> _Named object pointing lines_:
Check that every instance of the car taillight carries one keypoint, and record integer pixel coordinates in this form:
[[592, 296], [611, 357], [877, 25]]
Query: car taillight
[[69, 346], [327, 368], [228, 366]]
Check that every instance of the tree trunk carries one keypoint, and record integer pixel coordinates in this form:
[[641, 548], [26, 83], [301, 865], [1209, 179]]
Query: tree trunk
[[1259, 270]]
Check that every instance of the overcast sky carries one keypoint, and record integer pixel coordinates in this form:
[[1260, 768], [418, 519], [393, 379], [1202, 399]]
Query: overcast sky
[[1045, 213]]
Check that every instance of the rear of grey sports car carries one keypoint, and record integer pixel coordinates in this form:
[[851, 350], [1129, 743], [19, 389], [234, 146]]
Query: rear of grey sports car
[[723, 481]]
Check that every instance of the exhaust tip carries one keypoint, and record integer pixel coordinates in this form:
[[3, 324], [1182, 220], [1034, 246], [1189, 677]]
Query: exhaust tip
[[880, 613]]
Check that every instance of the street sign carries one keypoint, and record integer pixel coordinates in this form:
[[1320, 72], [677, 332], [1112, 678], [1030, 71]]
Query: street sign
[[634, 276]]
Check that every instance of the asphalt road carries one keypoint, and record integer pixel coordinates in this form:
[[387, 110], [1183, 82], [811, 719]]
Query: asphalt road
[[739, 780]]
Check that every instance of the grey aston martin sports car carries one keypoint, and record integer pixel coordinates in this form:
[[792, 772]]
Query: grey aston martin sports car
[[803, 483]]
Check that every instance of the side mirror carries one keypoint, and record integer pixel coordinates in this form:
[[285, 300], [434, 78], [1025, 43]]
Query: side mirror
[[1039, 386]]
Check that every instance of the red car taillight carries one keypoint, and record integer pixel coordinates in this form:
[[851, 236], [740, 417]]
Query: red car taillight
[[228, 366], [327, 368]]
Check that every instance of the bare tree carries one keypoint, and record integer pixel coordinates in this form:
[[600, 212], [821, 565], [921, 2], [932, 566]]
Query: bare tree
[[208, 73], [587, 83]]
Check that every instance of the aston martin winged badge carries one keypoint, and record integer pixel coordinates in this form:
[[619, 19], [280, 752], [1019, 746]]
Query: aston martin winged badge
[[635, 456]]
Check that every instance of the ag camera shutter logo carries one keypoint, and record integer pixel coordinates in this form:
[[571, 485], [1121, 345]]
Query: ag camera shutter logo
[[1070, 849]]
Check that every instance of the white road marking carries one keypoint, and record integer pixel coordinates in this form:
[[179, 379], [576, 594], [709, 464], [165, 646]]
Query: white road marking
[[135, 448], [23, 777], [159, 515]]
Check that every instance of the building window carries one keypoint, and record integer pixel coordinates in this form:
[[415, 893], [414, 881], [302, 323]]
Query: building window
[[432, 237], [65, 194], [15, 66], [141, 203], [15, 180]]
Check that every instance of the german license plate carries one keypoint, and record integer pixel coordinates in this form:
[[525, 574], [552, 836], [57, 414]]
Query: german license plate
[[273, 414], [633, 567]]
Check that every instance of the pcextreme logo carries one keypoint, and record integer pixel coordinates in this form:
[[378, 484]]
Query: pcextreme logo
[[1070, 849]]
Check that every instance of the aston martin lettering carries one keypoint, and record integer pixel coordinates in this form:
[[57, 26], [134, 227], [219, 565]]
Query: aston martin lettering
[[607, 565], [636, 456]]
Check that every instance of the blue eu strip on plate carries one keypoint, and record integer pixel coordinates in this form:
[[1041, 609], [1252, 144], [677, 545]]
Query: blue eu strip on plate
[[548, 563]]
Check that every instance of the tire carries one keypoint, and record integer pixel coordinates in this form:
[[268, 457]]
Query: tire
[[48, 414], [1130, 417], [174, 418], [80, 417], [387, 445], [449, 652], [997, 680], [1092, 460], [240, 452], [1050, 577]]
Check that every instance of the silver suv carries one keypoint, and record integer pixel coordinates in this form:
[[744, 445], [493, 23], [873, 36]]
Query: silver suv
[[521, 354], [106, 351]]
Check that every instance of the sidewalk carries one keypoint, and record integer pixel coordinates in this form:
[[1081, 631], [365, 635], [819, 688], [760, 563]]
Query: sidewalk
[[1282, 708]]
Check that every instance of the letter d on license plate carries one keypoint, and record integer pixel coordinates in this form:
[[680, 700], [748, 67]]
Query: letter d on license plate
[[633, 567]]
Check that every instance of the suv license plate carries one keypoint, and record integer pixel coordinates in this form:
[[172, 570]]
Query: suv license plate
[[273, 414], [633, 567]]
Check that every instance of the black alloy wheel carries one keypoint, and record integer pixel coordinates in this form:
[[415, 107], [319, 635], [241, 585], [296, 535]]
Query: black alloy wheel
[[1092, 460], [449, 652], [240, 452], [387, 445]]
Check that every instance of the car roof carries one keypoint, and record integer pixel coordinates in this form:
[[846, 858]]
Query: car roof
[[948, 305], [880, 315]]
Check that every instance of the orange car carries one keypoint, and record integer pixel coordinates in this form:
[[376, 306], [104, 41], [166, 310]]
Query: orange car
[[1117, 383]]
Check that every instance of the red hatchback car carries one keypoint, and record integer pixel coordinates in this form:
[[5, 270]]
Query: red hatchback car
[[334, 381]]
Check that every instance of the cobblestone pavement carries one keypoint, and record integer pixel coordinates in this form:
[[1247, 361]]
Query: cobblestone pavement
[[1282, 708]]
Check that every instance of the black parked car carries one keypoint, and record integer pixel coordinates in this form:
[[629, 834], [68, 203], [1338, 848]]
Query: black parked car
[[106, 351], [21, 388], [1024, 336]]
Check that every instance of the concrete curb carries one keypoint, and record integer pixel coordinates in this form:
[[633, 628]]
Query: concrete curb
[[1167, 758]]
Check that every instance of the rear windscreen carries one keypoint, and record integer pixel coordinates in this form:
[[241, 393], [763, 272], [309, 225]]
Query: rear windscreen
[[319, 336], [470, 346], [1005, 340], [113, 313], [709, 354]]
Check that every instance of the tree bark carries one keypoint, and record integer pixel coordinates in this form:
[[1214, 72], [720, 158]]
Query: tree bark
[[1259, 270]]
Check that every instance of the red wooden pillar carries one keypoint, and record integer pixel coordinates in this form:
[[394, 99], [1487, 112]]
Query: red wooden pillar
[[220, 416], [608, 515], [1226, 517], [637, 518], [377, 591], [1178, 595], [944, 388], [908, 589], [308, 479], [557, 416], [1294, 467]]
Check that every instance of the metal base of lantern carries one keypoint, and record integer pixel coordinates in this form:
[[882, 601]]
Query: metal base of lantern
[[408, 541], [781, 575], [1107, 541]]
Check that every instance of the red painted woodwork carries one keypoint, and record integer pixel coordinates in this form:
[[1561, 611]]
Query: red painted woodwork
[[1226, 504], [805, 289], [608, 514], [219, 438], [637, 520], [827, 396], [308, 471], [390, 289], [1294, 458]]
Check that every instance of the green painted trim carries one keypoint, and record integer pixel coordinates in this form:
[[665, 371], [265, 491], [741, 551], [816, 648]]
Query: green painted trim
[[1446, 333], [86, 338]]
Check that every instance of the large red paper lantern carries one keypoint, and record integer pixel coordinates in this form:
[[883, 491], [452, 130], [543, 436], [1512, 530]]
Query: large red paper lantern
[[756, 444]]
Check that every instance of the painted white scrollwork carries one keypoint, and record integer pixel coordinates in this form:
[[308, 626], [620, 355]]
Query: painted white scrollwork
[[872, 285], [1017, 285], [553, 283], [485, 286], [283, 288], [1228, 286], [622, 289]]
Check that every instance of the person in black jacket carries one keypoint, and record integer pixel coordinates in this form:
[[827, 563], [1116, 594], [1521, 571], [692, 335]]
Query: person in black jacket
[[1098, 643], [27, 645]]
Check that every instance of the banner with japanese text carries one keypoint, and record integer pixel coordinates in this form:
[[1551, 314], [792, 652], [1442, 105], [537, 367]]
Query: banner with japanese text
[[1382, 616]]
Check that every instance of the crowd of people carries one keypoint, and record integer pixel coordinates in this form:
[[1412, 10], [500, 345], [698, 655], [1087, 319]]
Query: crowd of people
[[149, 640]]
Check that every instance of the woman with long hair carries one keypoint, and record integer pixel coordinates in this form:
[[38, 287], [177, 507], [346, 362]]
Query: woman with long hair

> _Stated problem_: Reproduce the lines from the first one through the line containing "[[208, 73], [587, 83]]", changing "overcast sky" to "cloudy sky" and leaving all other text untouched.

> _Answer to this problem_:
Check that every instance of the car taillight carries one keypoint, and record integer pixel coordinates in this form:
[[592, 296], [611, 357], [877, 25]]
Query: car taillight
[[69, 346], [327, 368], [228, 366]]
Check that every instance of the tree trunk carries one keypoint, and record integer pixel coordinates in this form:
[[641, 548], [26, 83], [301, 865], [1209, 179]]
Query: tree trunk
[[1259, 270]]
Check that every instance of the cloudy sky carries one keypoint, and record integer pixel coordinates in this form:
[[1260, 768], [418, 519], [393, 379], [1202, 399]]
Query: cloudy sky
[[1045, 213]]
Check that every instance of the rear of grey sports car carries one keypoint, and record integer pixel coordinates in this form:
[[851, 350], [1129, 743], [19, 389], [234, 146]]
Query: rear of grey sports car
[[723, 481]]
Check that every instance of the exhaust tip carries one keypoint, and record integer pixel coordinates in this form:
[[3, 324], [1182, 220], [1034, 246], [1189, 677]]
Query: exhaust tip
[[880, 613]]
Check that every instance of the street sign carries one keypoint, and record integer pixel coordinates in this form:
[[1320, 72], [677, 332], [1112, 678], [1030, 71]]
Query: street sign
[[634, 276]]
Check that every instance of the asphalt road carries one keypoint, and record integer pixel coordinates in this form:
[[387, 110], [1183, 82], [811, 719]]
Query: asphalt road
[[739, 780]]
Check that every instance of the grey aston martin sports car carries one keypoint, and record integer pixel coordinates in this form:
[[792, 772]]
Query: grey aston martin sports car
[[803, 483]]
Check that every instance of the side mirror carries one keypoint, and record integer pixel coordinates in this form:
[[285, 300], [434, 78], [1025, 43]]
Query: side mirror
[[1039, 386]]
Check that every instance of the red car taillight carries one keypoint, and record integer pixel coordinates in this form:
[[851, 236], [740, 417]]
Query: red car taillight
[[228, 366], [327, 368]]
Check that every instance of the bare tree carries one keypoint, and record integer pixel coordinates in this form:
[[600, 212], [821, 565], [921, 2], [932, 566]]
Query: bare tree
[[208, 73], [587, 83]]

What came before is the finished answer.